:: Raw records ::
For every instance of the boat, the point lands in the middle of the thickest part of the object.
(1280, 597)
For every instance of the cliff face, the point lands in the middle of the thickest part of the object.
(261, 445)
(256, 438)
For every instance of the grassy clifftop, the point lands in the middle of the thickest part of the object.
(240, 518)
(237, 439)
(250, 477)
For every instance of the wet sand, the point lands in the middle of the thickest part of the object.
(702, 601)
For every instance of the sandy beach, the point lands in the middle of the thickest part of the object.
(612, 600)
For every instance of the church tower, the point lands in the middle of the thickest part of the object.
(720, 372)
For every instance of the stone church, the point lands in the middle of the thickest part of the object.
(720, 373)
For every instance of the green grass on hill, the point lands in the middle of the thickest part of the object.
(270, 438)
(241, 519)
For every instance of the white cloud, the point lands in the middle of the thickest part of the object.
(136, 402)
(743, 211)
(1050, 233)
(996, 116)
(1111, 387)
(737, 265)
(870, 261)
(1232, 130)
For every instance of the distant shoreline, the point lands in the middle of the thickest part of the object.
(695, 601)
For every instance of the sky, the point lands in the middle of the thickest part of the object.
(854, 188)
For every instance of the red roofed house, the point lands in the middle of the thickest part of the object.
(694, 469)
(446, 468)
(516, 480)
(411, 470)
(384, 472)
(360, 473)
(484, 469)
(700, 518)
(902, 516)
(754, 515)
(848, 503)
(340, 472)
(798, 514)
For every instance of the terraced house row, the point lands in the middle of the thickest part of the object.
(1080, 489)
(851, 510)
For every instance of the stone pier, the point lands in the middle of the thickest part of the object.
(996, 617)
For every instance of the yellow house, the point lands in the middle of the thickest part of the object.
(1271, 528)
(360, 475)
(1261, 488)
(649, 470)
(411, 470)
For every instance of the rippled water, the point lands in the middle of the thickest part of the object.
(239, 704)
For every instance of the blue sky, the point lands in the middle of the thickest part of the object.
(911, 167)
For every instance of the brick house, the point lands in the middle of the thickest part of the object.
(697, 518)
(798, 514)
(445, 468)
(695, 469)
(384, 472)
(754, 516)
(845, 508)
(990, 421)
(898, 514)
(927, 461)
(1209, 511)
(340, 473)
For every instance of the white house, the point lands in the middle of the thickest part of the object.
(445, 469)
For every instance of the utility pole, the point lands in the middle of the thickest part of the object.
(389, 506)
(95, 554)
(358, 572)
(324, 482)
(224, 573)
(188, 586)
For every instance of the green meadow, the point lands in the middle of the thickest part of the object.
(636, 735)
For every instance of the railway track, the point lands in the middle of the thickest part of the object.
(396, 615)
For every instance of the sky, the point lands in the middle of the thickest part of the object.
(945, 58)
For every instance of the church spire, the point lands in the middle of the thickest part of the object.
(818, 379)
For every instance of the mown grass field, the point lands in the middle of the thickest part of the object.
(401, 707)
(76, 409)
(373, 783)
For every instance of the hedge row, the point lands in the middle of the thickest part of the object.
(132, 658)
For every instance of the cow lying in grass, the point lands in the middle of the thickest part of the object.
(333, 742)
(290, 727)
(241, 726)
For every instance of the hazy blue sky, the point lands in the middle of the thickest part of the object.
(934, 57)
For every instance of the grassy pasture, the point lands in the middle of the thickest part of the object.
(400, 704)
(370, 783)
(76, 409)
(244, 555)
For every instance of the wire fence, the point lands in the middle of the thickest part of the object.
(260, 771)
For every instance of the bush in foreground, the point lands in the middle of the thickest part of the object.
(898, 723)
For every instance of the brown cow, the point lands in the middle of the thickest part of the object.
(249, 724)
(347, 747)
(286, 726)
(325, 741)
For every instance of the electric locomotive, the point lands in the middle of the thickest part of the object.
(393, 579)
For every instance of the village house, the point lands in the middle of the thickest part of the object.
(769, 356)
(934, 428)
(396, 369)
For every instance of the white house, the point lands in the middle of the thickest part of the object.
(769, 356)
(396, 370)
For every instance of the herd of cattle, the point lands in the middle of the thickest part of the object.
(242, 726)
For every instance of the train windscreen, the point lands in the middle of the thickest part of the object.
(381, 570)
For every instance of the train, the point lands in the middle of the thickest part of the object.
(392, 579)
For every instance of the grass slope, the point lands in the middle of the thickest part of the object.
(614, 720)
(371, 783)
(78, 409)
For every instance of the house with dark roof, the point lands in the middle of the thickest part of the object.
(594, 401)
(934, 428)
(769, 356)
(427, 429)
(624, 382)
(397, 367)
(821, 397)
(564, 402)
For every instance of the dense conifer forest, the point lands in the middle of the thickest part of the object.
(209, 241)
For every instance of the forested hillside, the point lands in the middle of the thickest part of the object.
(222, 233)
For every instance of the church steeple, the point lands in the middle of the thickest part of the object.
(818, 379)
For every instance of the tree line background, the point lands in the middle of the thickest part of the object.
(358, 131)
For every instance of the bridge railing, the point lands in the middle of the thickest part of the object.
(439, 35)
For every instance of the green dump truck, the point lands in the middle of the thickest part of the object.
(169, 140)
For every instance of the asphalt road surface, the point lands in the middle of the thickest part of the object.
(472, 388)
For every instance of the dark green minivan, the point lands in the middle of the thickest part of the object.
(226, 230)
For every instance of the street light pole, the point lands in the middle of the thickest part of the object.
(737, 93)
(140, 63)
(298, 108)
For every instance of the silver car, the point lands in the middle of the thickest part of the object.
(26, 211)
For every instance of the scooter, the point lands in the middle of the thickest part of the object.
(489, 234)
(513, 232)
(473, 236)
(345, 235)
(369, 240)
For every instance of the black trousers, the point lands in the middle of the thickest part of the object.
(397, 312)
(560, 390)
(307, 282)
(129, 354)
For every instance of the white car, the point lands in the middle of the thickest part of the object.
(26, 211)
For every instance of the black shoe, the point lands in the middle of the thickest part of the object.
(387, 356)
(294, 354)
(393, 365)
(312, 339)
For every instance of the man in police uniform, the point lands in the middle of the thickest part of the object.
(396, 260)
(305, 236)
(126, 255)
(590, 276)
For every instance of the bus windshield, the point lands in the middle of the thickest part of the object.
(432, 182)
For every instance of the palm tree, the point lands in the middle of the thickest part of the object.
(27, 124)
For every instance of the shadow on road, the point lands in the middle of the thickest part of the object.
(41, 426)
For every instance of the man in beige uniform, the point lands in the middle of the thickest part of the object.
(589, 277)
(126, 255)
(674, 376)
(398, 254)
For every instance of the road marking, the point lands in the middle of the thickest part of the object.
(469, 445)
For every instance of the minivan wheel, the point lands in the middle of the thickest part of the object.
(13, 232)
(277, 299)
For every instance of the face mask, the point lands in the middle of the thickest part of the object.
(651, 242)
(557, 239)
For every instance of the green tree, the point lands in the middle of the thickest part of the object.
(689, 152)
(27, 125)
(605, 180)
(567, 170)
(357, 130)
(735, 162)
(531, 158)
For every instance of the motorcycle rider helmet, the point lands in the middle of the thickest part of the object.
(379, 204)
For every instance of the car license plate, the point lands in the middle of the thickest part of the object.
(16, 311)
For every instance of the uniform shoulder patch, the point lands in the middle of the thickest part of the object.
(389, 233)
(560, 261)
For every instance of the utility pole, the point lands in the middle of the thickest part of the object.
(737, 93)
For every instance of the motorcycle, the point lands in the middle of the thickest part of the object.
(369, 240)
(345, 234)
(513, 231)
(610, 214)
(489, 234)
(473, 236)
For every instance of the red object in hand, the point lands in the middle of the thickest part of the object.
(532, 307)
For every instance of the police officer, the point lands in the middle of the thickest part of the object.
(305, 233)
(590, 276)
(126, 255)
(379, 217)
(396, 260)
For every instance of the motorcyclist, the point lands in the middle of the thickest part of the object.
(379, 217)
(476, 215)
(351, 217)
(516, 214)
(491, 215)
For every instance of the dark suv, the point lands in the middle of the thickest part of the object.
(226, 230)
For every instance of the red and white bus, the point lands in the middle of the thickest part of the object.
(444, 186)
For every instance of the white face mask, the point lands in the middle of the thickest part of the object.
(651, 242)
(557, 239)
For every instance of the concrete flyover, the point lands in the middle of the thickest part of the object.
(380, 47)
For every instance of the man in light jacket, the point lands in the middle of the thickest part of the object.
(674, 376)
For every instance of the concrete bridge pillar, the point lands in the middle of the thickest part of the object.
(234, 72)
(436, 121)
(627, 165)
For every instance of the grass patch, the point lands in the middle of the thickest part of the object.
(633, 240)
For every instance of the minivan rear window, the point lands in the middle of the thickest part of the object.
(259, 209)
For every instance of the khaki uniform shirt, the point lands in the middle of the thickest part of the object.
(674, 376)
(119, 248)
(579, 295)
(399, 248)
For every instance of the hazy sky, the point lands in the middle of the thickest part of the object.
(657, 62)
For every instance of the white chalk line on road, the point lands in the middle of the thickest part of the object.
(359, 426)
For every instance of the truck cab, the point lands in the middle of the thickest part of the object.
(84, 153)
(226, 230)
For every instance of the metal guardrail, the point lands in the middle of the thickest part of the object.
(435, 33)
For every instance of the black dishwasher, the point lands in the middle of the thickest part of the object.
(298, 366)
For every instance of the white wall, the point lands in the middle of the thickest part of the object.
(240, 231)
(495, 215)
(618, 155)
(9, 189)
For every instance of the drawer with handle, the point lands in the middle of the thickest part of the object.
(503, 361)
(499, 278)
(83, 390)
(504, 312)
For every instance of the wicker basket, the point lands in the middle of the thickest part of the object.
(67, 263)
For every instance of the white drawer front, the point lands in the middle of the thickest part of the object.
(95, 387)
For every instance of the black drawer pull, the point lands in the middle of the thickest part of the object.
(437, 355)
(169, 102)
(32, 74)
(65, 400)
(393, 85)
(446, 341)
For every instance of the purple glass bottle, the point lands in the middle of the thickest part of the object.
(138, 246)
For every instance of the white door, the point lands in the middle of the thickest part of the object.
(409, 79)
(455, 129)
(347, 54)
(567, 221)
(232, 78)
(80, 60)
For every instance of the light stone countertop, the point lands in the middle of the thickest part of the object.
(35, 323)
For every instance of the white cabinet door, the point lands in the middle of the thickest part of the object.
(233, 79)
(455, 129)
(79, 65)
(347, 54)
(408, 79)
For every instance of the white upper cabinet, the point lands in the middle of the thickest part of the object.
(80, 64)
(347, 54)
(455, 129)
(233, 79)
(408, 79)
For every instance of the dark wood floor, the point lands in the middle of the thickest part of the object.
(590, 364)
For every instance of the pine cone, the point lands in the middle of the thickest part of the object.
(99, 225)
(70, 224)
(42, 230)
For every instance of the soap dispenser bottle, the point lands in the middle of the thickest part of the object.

:: Aim ::
Quote exactly the line containing "For every instance of the metal" and every later line through the end of the listing, and no other lines.

:: Task response ::
For every instance of the metal guardrail, the point lands in the middle of the thickest part of the object.
(435, 33)
For every instance of the black dishwasher, the point lands in the middle of the thickest part of the object.
(298, 366)
For every instance of the white wall, the point lands in the middle of the thickest part of the object.
(240, 231)
(495, 215)
(618, 155)
(9, 189)
For every instance of the drawer with handle, the point lands in the middle of the thickest part of the object.
(503, 361)
(499, 278)
(83, 390)
(504, 312)
For every instance of the wicker basket, the point lands in the middle of the thickest part of the object.
(67, 263)
For every instance of the white drawer front, the point lands in the middle of the thickest part of the object.
(95, 387)
For every instance of the black drawer pull, the point lands in the middle of the thickest part of the object.
(437, 355)
(169, 102)
(32, 74)
(65, 400)
(393, 85)
(446, 341)
For every instance of the purple glass bottle, the point lands in the middle of the thickest part of the object.
(138, 246)
For every instance of the white door, the point lands in the middle of the thickest part of the object.
(409, 79)
(455, 129)
(347, 54)
(567, 221)
(232, 78)
(80, 60)
For every instance of the light stone countertop, the point lands in the middle of the thickest part of the object.
(35, 323)
For every instance of the white cabinet door, the point lands in the middle of the thickest part of the object.
(233, 79)
(455, 129)
(79, 65)
(347, 54)
(408, 79)
For every instance of the white upper cabinet, the point lands in the middle of the thickest part of the object.
(80, 64)
(347, 54)
(455, 129)
(233, 79)
(408, 79)
For every instance of the dark wood floor, the point lands in the middle of the thickest part of the object.
(590, 364)
For every instance of the pine cone, the point lands in the middle of the thickest part of the object.
(99, 225)
(70, 224)
(42, 230)
For every instance of the soap dispenser bottle, the point lands in the middle of the thickest part of the object.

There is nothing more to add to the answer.